AVAILABLE RECORDS:
<<<<

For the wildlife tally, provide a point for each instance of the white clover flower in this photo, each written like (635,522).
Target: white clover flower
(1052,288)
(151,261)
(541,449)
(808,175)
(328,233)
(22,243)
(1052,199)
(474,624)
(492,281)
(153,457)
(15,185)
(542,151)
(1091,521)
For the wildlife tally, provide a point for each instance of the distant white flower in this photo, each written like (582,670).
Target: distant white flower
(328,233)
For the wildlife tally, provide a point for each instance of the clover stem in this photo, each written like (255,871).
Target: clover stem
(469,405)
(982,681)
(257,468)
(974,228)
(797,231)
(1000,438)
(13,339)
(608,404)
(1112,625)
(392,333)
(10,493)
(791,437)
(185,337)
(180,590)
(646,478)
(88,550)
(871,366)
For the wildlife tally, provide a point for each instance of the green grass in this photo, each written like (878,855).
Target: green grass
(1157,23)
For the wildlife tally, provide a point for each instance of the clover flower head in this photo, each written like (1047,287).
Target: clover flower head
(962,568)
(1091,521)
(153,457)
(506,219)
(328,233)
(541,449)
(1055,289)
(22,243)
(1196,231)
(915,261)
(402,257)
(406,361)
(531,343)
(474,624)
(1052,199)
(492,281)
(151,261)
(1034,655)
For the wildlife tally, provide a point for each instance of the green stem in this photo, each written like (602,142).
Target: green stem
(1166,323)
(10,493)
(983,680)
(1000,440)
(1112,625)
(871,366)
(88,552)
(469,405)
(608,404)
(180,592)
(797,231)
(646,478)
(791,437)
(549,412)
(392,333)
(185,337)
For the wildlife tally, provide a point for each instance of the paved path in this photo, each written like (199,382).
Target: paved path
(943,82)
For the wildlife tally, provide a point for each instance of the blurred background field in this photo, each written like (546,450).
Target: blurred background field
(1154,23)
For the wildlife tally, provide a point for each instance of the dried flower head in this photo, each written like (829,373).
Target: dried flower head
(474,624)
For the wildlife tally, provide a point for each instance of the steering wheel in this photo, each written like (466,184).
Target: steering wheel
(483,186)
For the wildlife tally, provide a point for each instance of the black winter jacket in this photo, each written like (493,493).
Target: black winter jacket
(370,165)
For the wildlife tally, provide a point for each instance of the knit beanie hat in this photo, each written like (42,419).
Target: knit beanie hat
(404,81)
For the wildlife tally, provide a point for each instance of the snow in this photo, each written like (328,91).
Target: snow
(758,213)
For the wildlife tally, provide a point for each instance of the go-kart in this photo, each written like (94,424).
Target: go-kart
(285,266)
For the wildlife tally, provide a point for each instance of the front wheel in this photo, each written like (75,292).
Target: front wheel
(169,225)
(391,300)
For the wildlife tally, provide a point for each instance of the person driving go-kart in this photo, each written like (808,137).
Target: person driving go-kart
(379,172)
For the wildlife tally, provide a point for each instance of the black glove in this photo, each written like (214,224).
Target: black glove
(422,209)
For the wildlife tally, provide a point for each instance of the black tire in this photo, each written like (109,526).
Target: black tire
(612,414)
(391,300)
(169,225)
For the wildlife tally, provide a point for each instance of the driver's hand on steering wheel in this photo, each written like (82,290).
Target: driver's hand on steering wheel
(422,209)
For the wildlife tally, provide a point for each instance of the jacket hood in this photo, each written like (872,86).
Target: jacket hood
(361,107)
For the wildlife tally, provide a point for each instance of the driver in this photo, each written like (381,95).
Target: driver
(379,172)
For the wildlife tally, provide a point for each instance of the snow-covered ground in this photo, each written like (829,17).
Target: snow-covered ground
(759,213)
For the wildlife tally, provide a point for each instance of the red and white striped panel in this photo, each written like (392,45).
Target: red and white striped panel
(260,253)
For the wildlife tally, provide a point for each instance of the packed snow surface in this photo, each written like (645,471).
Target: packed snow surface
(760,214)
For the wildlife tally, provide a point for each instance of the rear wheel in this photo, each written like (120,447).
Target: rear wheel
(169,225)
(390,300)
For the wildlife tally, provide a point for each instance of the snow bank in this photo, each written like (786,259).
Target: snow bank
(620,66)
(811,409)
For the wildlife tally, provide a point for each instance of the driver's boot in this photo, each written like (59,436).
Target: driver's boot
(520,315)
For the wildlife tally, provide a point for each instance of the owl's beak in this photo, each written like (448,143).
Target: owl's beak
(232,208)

>>>>
<<<<

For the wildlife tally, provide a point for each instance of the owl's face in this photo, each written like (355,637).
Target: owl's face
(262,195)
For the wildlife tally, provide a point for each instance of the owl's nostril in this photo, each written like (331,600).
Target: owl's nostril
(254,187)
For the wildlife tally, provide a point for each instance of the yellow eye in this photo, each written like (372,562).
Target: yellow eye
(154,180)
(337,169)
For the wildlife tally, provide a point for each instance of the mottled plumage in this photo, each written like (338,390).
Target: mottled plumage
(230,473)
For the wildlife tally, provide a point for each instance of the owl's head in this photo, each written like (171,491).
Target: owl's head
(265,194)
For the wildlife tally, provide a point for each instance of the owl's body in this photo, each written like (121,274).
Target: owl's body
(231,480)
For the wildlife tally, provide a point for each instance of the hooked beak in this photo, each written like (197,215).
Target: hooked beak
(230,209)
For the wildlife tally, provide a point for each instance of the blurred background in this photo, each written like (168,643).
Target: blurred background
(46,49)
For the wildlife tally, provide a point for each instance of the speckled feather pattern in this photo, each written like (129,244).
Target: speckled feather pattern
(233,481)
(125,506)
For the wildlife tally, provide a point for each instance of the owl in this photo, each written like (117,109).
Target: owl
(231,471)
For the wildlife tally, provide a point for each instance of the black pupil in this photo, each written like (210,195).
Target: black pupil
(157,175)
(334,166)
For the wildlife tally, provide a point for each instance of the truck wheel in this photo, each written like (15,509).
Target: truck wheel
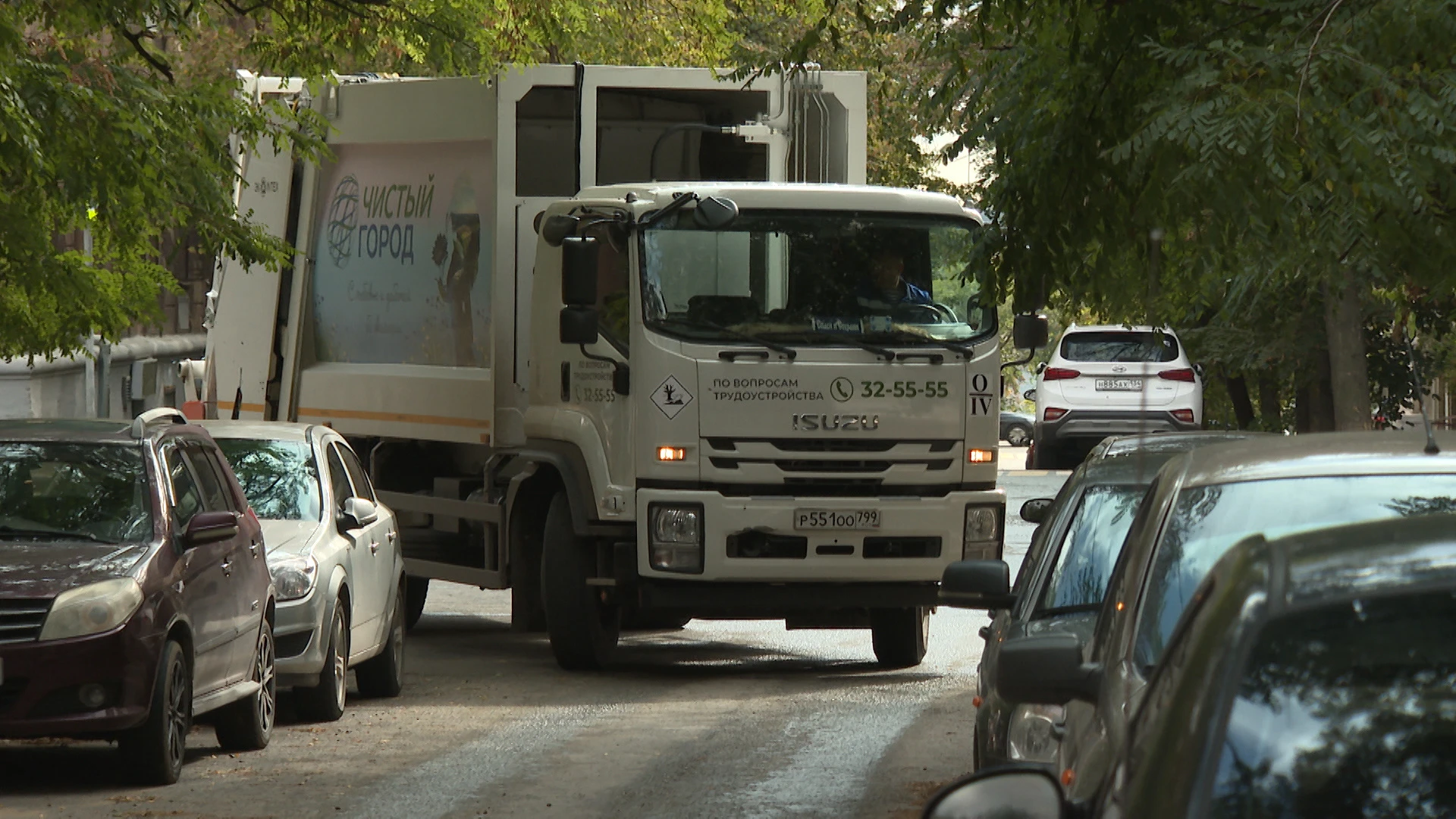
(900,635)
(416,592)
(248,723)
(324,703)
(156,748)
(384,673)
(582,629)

>>>>

GOAL: Gather every line of the entries above that contains the string "person" and copy each one unchanged.

ANSWER TO THIS EXERCISE:
For the wildlife tally, provide a point for each instance of the person driving go-kart in this photo, each written like (808,137).
Target: person driving go-kart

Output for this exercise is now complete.